▶ _Description of the task_
Reproduce every one of the entries below word for word, with no changes.

▶ _Data shown_
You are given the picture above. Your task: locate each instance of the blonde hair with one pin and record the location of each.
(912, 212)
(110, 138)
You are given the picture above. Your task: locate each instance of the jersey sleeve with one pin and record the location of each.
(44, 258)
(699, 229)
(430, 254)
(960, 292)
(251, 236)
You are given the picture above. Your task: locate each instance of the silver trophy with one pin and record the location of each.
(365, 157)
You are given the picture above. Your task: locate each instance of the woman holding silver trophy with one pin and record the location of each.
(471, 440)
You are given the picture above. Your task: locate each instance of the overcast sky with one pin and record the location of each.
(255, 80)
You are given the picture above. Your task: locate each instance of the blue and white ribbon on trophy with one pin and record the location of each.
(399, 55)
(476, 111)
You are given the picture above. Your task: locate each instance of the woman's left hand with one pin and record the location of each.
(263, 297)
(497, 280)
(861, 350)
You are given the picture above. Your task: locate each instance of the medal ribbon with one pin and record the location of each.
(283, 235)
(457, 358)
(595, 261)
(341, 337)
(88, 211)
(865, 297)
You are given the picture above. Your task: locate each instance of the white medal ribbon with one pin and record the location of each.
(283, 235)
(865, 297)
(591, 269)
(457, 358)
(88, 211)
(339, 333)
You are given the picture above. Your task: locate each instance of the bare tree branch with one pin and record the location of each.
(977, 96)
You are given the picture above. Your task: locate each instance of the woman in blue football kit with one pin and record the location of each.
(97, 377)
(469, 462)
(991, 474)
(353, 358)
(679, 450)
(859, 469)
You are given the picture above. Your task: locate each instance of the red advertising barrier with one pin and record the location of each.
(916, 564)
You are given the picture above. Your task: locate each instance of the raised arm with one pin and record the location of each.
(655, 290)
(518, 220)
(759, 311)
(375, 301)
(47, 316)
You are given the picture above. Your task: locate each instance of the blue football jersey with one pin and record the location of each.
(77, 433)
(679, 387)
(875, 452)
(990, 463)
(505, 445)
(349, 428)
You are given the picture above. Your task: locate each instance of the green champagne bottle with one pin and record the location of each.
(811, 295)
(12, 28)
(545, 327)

▶ _Problem solution_
You are given the picture above. Your task: locate each instance of the blonde hair with one pin and record the location of each.
(912, 212)
(110, 138)
You are given the picture above. Your task: locate each instance of the jersey sleeve with one pin and record the location of each.
(44, 258)
(699, 229)
(430, 254)
(960, 292)
(251, 236)
You are given the picture above. Your task: locate each instance of the silver trophy with one pin and record the location of each.
(365, 157)
You are given the picture above. Your task: locate each instance of the woman holding silver trophy with one pin and record the location of each.
(471, 440)
You are given the picture above. Your task: locate each instance of the overcast sky with one pin and record the location of each.
(255, 80)
You are given the picture above. Your task: locate each instance of the blue and white ribbon on trophy with one pin and record the location of each.
(399, 55)
(476, 111)
You are given the picture above. Your task: locate each instance of the woman's left hand with one pin and record the location of each.
(263, 297)
(497, 280)
(861, 350)
You are given the picture above. Your task: locate each instance of the medal ribbon with one pin and record the location of each.
(283, 235)
(457, 358)
(595, 261)
(341, 337)
(88, 211)
(865, 297)
You are given the picture above. Your task: locate each instance of the white medal ribbon with one pin and record the location of each.
(283, 235)
(865, 297)
(591, 269)
(457, 358)
(88, 211)
(339, 333)
You are given the picture above. Your task: locate each instance of the bare tree branch with one pin and record the location of each.
(977, 96)
You are given the picture above. Your task: locate each instance of the woman in blue football kit with one pin and record the location of each.
(97, 377)
(469, 462)
(991, 474)
(353, 358)
(679, 450)
(859, 469)
You are given the picture above. Your task: locate each instance of the red advertising barrier with one pin and record the location of each.
(916, 564)
You are given the picture above. Your task: locate each instance of the raised arm with one pin and record the location of each.
(655, 290)
(518, 220)
(759, 311)
(375, 301)
(47, 316)
You are given the picture above. Your task: locate each instance of the blue football jersey with one pin and record the location of each.
(77, 433)
(679, 387)
(875, 452)
(990, 463)
(505, 445)
(349, 428)
You are given the picture above. Your task: locate each instance of the green champagne bottle with one pin and record the location of each.
(811, 295)
(12, 28)
(545, 327)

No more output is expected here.